* Task directions
Print out all the records, word for word.

##### Dataset

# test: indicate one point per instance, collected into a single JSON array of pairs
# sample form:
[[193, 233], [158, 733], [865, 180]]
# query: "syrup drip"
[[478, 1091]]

##########

* Expected output
# test: indicate one point per instance, collected into a single JSON array of pairs
# sample form:
[[193, 233], [158, 733], [865, 180]]
# query: "syrup drip"
[[478, 1091]]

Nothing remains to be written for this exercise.